Quote each of the items below word for word, leaving out any picture.

....

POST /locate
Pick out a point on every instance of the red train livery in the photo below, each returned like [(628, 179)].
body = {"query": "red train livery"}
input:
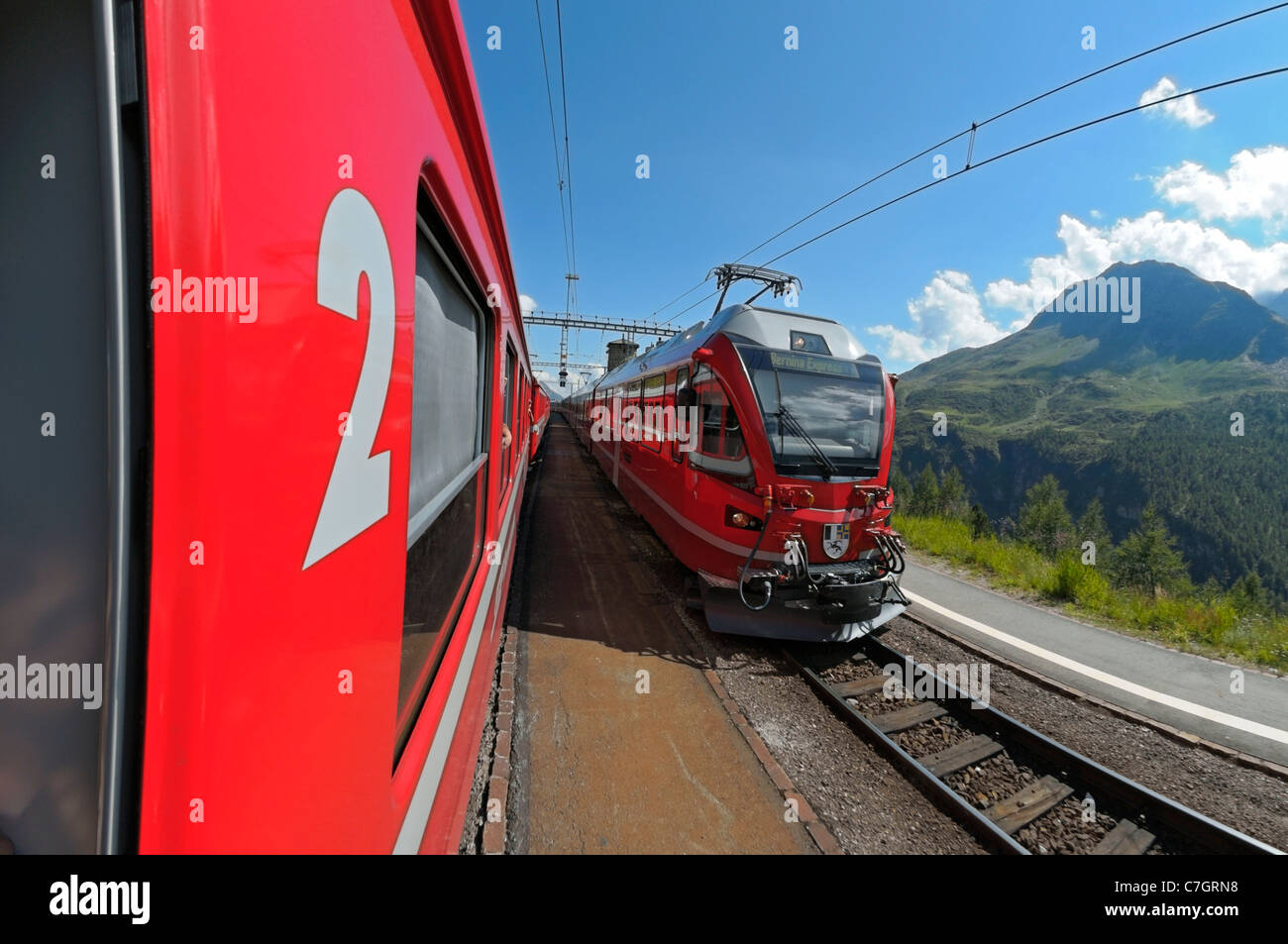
[(776, 491), (295, 256)]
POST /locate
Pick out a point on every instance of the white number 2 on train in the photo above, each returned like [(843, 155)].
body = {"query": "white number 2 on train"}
[(357, 496)]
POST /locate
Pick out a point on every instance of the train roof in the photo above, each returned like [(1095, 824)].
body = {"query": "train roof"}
[(771, 327)]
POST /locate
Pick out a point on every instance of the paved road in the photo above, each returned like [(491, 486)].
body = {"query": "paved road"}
[(1186, 691)]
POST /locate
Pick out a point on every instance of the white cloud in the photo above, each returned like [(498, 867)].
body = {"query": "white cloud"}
[(947, 316), (951, 314), (1207, 252), (1256, 185), (1184, 110)]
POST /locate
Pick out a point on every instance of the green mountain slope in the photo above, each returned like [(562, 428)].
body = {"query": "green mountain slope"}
[(1128, 412)]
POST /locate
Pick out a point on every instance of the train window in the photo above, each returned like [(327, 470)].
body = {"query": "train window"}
[(449, 464), (721, 433), (632, 399), (720, 443), (655, 423), (682, 412), (507, 416)]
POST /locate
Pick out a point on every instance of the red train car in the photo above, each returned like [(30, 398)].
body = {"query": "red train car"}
[(295, 507), (540, 416), (774, 489)]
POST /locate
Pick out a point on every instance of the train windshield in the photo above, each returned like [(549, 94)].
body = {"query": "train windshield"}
[(823, 415)]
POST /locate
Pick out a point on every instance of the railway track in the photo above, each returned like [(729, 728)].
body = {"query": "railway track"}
[(1016, 789)]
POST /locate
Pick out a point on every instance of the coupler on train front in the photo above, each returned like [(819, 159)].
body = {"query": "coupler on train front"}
[(828, 603)]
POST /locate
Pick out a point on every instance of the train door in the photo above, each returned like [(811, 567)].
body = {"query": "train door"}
[(449, 463), (507, 381)]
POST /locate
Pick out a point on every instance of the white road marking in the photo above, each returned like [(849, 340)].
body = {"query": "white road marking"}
[(1241, 724)]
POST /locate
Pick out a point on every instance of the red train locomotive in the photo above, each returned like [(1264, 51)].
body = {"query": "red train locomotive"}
[(270, 232), (758, 447)]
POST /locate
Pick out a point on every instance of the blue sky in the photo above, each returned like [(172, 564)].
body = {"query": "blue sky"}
[(743, 137)]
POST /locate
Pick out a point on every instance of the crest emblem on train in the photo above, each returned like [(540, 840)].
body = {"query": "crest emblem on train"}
[(836, 540)]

....

# [Solution]
POST /locate
Pick out a point on every instance of the red train livery in the photo below, each returned like [(628, 179)].
body = {"query": "red train livery"}
input:
[(776, 491), (295, 256)]
POST /locate
Pick out a point on every instance of the white number 2 on train in the photo above, each returned like [(843, 155)].
body = {"query": "white number 2 on train"}
[(357, 496)]
POST /locate
Pick out a point on every instance of the train roof in the photo above, each returned like [(1095, 824)].
body = {"query": "train roof"}
[(771, 327)]
POST /locate
Pick out a point on every instance of the paved road in the photo above, each returned like [(491, 486)].
body = {"query": "paved road"}
[(1186, 691)]
POST /locate
Pick out a point on every instance of the white cloud in the photo above, each returned like [(498, 867)].
body = {"query": "white cloud"}
[(947, 316), (951, 314), (1207, 252), (1256, 185), (1184, 110)]
POST /locate
Pick out a point on every instance of the green mountain slope in the photo above, each returned like [(562, 428)].
body = {"query": "green mountain slope"}
[(1128, 412)]
POST /locate
Pick out a point on every instance of the train window in the photo above, each returned like [(327, 470)].
body = {"query": "train window"}
[(449, 464), (721, 433), (632, 399), (720, 443), (655, 423), (682, 412), (507, 416)]
POST /locate
Pick out a point on every instance of the red train car in the photo above, each returned like [(30, 398)].
body = {"query": "red train car"}
[(295, 507), (540, 416), (774, 489)]
POST /locate
Pick out a point on every instance of the train windshield in the photo above, each returned like [(549, 94)].
body = {"query": "train windshield"}
[(823, 415)]
POST /locate
Pick out a point on every instance of the railway track in the photo above, each returned like [(729, 728)].
body = {"query": "railway track"}
[(1016, 789)]
POST /locate
Pick out a point on every instance of the coupler on train front in the photo above, each returned like [(819, 159)].
body = {"query": "coupler on train front"}
[(828, 603)]
POST /locate
Pick out a point on every instance of the train door in the photo above, each returned like [(811, 567)].
body = {"query": "train door"}
[(449, 463), (507, 381)]
POST /locate
Pick out a point on every instance of the white road marking in the photo above, each returned like [(849, 340)].
body = {"query": "white road marking"}
[(1241, 724)]
POST /locate
Pick out a point on every instance of the red train locomotive in the photo above, each returned like [(1264, 51)].
body = {"query": "red train locomotive"}
[(270, 232), (758, 447)]
POST /locate
Pick out a point on every instance of the blue sky in the photo above, each returned like [(172, 564)].
body = {"query": "blue sky"}
[(743, 137)]
POST /locate
Pick out a point on every instance of the crest emblem on train in the photo above, each returned like [(540, 840)].
body = {"query": "crest emblem on train"}
[(836, 540)]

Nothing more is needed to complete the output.